EXERCISE AIM: Reproduce the data that follows in its entirety, character for character.

Data records
——

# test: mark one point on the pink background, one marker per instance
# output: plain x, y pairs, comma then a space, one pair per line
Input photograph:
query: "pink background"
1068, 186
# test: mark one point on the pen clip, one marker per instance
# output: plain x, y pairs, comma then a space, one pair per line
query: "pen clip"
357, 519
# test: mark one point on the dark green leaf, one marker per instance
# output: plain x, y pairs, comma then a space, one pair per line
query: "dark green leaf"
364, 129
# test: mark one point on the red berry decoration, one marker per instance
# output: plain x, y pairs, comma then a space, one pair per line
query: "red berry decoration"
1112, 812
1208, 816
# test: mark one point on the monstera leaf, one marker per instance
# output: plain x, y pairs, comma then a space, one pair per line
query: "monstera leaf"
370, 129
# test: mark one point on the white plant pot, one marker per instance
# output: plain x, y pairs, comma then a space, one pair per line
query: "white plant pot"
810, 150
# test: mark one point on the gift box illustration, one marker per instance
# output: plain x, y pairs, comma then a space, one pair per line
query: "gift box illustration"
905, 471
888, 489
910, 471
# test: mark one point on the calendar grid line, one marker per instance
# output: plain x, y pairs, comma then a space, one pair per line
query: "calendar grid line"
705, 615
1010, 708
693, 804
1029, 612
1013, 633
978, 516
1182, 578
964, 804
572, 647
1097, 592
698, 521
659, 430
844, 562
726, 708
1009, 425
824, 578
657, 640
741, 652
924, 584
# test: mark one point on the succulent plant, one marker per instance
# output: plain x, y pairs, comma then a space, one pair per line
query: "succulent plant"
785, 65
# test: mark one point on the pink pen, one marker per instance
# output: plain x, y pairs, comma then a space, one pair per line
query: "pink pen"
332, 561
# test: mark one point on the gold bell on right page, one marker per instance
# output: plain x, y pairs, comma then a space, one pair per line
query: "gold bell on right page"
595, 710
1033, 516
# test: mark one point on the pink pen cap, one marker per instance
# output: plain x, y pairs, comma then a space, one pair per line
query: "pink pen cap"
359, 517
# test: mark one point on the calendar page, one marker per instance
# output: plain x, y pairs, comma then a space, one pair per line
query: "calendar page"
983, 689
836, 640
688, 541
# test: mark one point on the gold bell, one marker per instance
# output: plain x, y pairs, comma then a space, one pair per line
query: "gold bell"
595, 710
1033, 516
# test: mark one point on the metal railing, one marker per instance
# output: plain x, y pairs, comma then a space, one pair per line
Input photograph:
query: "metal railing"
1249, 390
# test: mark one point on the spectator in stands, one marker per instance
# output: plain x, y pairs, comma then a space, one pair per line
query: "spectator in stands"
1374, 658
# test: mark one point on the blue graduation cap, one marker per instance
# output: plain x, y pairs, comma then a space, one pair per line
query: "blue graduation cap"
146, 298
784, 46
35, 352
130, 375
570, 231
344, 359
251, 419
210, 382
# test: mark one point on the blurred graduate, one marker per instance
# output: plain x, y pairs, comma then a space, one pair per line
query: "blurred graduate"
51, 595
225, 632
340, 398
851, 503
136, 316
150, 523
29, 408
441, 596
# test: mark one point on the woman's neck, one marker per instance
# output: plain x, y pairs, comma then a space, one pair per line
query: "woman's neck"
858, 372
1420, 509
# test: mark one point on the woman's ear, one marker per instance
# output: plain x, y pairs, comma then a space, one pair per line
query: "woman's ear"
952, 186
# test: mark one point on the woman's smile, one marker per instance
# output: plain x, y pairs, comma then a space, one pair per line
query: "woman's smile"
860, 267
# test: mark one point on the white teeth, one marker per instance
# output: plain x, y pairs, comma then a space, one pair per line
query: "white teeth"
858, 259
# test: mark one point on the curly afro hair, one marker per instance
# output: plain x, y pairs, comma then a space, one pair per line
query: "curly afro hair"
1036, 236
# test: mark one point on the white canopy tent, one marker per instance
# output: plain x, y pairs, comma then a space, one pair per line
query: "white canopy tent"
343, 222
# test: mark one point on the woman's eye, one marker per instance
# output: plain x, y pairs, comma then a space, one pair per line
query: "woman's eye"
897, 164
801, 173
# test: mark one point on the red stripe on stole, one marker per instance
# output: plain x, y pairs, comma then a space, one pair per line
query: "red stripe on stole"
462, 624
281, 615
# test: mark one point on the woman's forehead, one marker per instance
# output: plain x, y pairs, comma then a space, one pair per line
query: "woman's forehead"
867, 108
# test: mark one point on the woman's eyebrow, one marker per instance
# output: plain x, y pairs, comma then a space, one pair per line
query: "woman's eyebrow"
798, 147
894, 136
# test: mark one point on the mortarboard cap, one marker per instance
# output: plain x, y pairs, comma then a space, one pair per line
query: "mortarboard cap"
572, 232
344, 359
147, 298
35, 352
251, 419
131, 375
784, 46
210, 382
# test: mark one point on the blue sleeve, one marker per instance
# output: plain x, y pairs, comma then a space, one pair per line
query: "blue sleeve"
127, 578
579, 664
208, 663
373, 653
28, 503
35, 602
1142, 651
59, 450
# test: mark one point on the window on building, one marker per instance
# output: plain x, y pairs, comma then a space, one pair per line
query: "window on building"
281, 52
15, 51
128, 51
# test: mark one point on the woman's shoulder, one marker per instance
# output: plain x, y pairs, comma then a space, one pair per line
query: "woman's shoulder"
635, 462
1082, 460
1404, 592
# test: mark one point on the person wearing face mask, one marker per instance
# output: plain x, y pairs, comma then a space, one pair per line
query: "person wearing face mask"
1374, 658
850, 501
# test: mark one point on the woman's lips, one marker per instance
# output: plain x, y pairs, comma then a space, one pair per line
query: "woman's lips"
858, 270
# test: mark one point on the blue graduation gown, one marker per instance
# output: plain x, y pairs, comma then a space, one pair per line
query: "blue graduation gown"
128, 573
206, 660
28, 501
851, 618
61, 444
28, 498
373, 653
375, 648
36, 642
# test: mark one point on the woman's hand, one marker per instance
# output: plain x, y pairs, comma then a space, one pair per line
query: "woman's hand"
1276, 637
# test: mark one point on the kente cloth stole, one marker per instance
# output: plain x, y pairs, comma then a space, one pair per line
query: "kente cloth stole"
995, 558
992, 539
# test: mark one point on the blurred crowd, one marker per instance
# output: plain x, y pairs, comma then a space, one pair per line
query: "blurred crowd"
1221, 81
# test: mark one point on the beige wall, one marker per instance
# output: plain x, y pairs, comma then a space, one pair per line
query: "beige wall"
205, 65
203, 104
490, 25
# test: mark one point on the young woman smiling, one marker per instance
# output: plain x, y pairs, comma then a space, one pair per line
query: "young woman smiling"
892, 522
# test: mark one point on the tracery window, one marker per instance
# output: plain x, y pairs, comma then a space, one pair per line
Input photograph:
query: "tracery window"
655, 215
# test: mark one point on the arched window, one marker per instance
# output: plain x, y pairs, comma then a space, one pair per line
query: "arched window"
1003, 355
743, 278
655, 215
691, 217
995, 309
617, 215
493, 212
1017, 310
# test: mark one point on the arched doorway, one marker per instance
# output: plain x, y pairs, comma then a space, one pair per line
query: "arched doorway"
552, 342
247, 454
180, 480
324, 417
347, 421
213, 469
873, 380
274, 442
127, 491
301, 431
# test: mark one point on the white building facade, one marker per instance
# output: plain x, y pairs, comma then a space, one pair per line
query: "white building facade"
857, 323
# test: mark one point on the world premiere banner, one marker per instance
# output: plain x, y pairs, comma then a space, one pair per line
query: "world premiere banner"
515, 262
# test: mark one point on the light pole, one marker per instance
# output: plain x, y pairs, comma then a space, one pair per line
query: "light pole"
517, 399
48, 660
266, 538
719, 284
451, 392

——

TASK ANSWER:
# test: mark one point on the pink background, one marker per instance
# output: plain x, y pairs, comma then a space, one pair per line
Input photograph:
query: "pink background"
1068, 186
# test: mark one point on the pen clip, one marker per instance
# output: plain x, y pairs, comma then a space, one pair per line
query: "pen clip"
357, 519
# test: mark one point on the dark green leaf, one marker per instance
# output: plain x, y pairs, comma then a space, one pair per line
query: "dark green leaf"
364, 129
# test: mark one point on the red berry decoration, one marker per instance
# output: plain x, y pairs, comma then a space, one pair per line
query: "red berry decoration"
1112, 812
1208, 816
# test: mark one point on the monstera leaf, one marker per instance
# output: plain x, y pairs, comma then a space, one pair per line
query: "monstera leaf"
370, 129
# test: mark one point on the white plant pot, one marker per instance
# output: plain x, y pairs, comma then a space, one pair per line
query: "white plant pot"
810, 150
# test: mark one point on the gift box illustration, one marker per instance
# output: plain x, y pairs, comma then a space, one pair per line
query: "gift box illustration"
905, 471
888, 489
910, 471
# test: mark one point on the calendar grid line, one marker per instance
# output: plain x, y pairs, comma then a space, one pair per line
query: "calendar grid line"
705, 615
1010, 708
693, 804
1029, 612
1013, 633
978, 516
1182, 578
964, 804
572, 647
1097, 592
698, 521
659, 430
844, 562
726, 708
1009, 425
824, 578
657, 640
741, 652
924, 584
# test: mark one point on the succulent plant, one marker per instance
# output: plain x, y pairs, comma then a space, one pair per line
query: "succulent plant"
785, 65
# test: mark one point on the pink pen, one marker per instance
# output: plain x, y pairs, comma then a space, one pair per line
query: "pink pen"
332, 561
# test: mark one point on the gold bell on right page, one marker per instance
# output: plain x, y pairs, comma then a space, one pair per line
query: "gold bell on right page"
595, 710
1033, 516
# test: mark one point on the pink pen cap, one marker per instance
# output: plain x, y pairs, comma then a space, one pair per line
query: "pink pen cap"
359, 517
# test: mark one point on the calendar page, one marker per instance
# output: plain x, y pairs, comma then a space, one pair per line
query: "calendar page"
983, 689
836, 640
688, 541
# test: mark one point on the gold bell, one marker per instance
# output: plain x, y pairs, comma then a space, one pair per line
query: "gold bell"
595, 710
1033, 516
# test: mark one point on the metal railing, one marker per instance
# output: plain x, y pairs, comma then a space, one pair per line
Input photograph:
query: "metal railing"
1249, 390
# test: mark one point on the spectator in stands, one marker per instance
# output: plain x, y pairs, comma then a space, one pair per line
query: "spectator in stands"
1374, 658
# test: mark one point on the blue graduation cap, one marker per instance
# output: plain x, y pairs, comma then a space, one pair per line
query: "blue graduation cap"
146, 298
784, 46
35, 352
130, 375
570, 231
344, 359
251, 419
210, 382
# test: mark one point on the blurred graduate, one marker per instance
# output: plain x, y pairs, comma then a space, one pair per line
query: "blurred graduate"
51, 595
225, 632
340, 398
851, 503
136, 316
150, 523
29, 408
441, 596
# test: mark one point on the woman's neck, one marker per instance
# output: plain x, y pairs, comma then a space, one pair per line
query: "woman's neck"
858, 372
1420, 509
# test: mark one point on the woman's ear, one marker per instance
# output: plain x, y pairs, comma then a space, one pair per line
query: "woman's ear"
952, 186
# test: mark one point on the woman's smile, one marker per instance
# output: plain x, y pairs, comma then a space, one pair per line
query: "woman's smile"
860, 267
# test: mark one point on the white teeth, one marker per instance
# output: plain x, y pairs, comma then a space, one pair per line
query: "white teeth"
858, 259
# test: mark one point on the curly afro hair, one marker per instance
# output: plain x, y pairs, comma then a space, one pair per line
query: "curly afro hair"
1036, 236
# test: mark one point on the white canopy tent, one marker per instance
# output: plain x, y pairs, comma then a space, one pair per line
query: "white canopy tent"
343, 222
# test: mark one point on the woman's eye, one marker per instance
# output: plain x, y pairs, comma then a space, one pair per line
query: "woman's eye"
897, 164
801, 173
# test: mark one point on the red stripe on stole, one marker per instance
# output: plain x, y pairs, comma then a space, one pair per line
query: "red stripe on stole"
462, 624
281, 615
# test: mark one point on the woman's forehead, one marker per instance
# output: plain x, y pairs, comma then a space, one pair per line
query: "woman's forehead"
867, 108
# test: mark one point on the woman's eyebrow, one marker per instance
# output: plain x, y pairs, comma then a space, one pair per line
query: "woman's eyebrow"
798, 147
894, 136
# test: mark one point on the mortarboard cap, one marker per instance
# output: plain x, y pairs, comma then a space, one pair per line
query: "mortarboard cap"
572, 232
344, 359
147, 298
35, 352
251, 419
131, 375
784, 46
210, 382
# test: mark one point on the blue sleeve, one marker per instance
# output: plain x, y pairs, comma then a space, one pair per line
query: "blue sleeve"
127, 578
579, 664
208, 663
373, 653
28, 503
35, 602
1142, 651
59, 450
# test: mark one point on the window on building, one marker per instance
# output: plain x, y pairs, comma then a space, one pair per line
query: "window on building"
281, 52
15, 51
128, 51
# test: mark one point on the woman's shoulder, one marker per instance
# output: plain x, y pairs, comma then a space, one pair per line
query: "woman's shoulder"
635, 462
1082, 460
1404, 592
# test: mark one point on the person wearing face mask, one marker per instance
# output: plain x, y pairs, comma then a space, one pair per line
query: "person wearing face mask"
1374, 658
850, 501
# test: mark one point on the woman's lips, one marker per instance
# output: plain x, y pairs, comma then a space, one pair per line
query: "woman's lips"
858, 270
# test: mark one point on the blue graduation gown, one marker per instance
# output: plain x, y pairs, comma then a space, one pair per line
query: "blue graduation gown"
128, 573
206, 660
28, 501
851, 618
61, 444
28, 498
373, 653
375, 648
36, 642
# test: mark one point on the woman's hand, one marker per instance
# output: plain x, y pairs, comma then a space, one pair per line
query: "woman's hand"
1276, 637
# test: mark one point on the kente cloth stole, one marker per instance
# output: plain x, y pairs, comma then a space, one pair per line
query: "kente cloth stole"
995, 558
992, 539
# test: mark one point on the blurred crowd, one marker per instance
# output: plain x, y pairs, comma then a space, one pair per line
query: "blurred crowd"
1221, 81
# test: mark one point on the beige wall, one marker per instance
# output: plain x, y pairs, comma then a space, one pair per line
query: "beige wall"
205, 65
203, 104
490, 25
# test: mark one point on the young woman smiling, one marker per instance
# output: plain x, y pairs, comma then a space, one pair per line
query: "young woman smiling"
892, 522
# test: mark one point on the tracery window, one marker per instance
# output: plain x, y pairs, comma then a space, one pair per line
Input photograph:
query: "tracery window"
655, 215
# test: mark one point on the arched window, one marker per instance
# output: plain x, y pairs, comma then a space, one pair per line
query: "arched window"
1003, 355
743, 278
655, 215
691, 217
995, 309
617, 215
493, 212
1017, 310
# test: mark one point on the arched doorway, one marker per instance
# output: plain x, y pairs, comma then a space, one pair per line
query: "arched doorway"
552, 342
247, 454
180, 480
324, 417
347, 421
213, 469
873, 380
274, 442
127, 491
301, 431
# test: mark one point on the white building facade, one marker per instance
# output: plain x, y pairs, comma then a space, one pair per line
query: "white building facade"
857, 323
# test: mark one point on the world premiere banner, one marker per instance
# output: plain x, y pairs, comma then a space, one pair per line
query: "world premiere banner"
515, 262
# test: mark one point on the light pole, one marker per instance
# output: plain x, y pairs, comma then a space, one pair per line
query: "light pole"
517, 399
48, 660
266, 538
719, 284
451, 392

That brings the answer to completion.